■ REQUEST ■
Return every line in the data below that contains the word "Target".

■ EXCERPTED DATA ■
## Start

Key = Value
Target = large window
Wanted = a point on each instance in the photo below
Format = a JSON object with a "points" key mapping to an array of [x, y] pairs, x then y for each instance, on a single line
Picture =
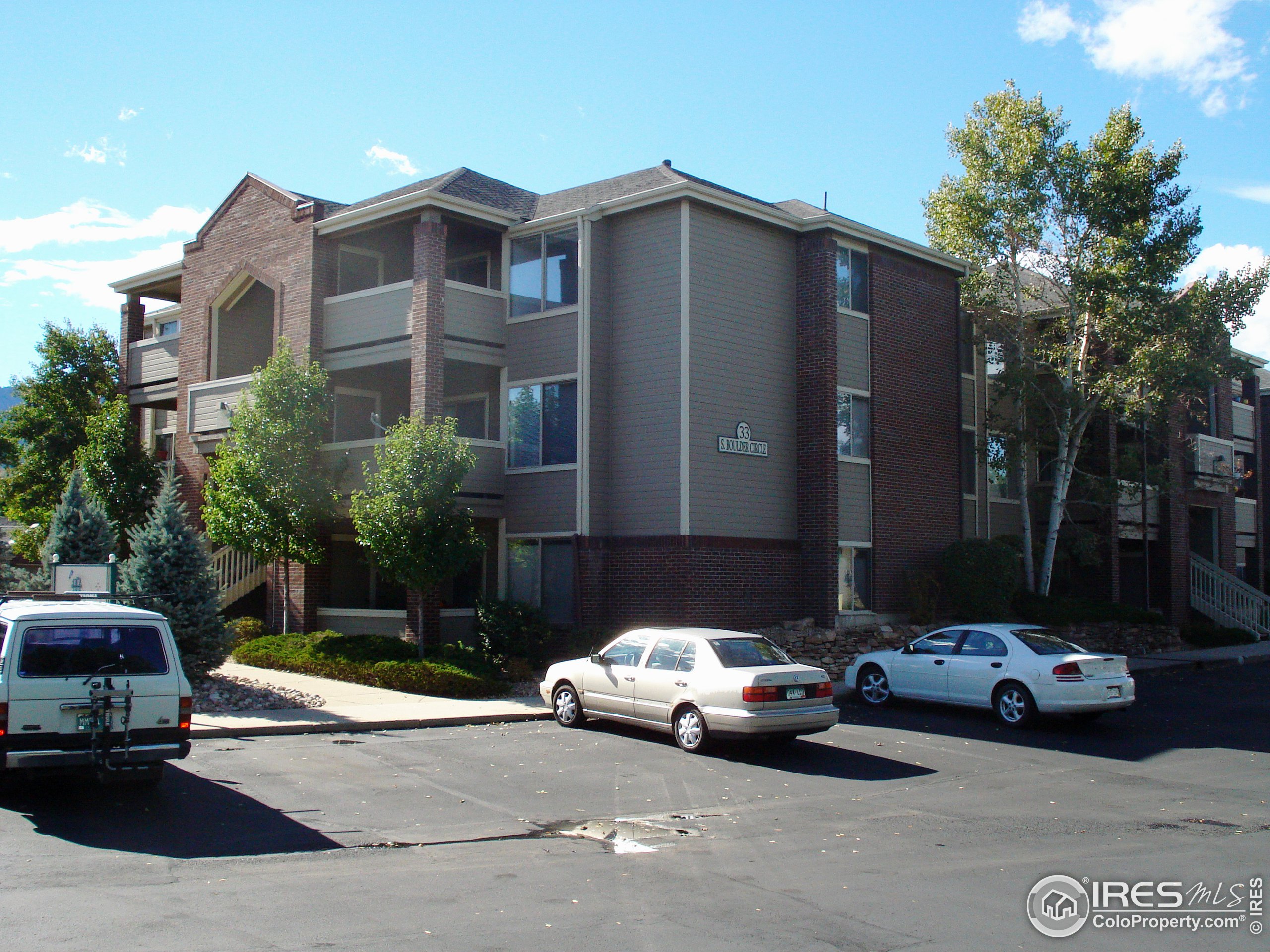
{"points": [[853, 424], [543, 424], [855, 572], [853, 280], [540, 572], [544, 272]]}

## End
## Start

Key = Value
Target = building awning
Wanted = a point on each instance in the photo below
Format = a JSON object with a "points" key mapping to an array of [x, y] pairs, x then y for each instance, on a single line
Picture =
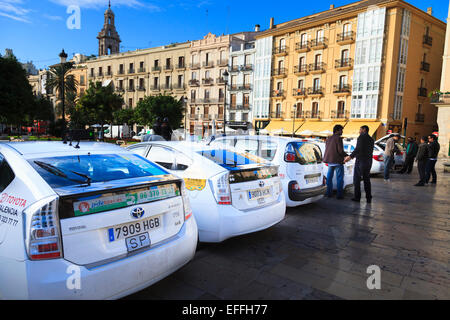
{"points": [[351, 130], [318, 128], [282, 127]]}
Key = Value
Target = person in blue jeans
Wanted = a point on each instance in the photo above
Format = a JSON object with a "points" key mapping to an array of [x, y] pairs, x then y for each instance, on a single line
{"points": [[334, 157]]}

## End
## Start

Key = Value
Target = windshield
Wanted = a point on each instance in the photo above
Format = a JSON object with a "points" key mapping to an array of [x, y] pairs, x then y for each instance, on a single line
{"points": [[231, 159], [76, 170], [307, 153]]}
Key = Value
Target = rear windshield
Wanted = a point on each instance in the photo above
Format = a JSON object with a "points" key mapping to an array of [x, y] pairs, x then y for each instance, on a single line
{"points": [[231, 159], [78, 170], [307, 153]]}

## End

■ THE RESPONSE ■
Target = large window
Target = building awning
Target = person in blue jeans
Target = windshield
Target = rear windshield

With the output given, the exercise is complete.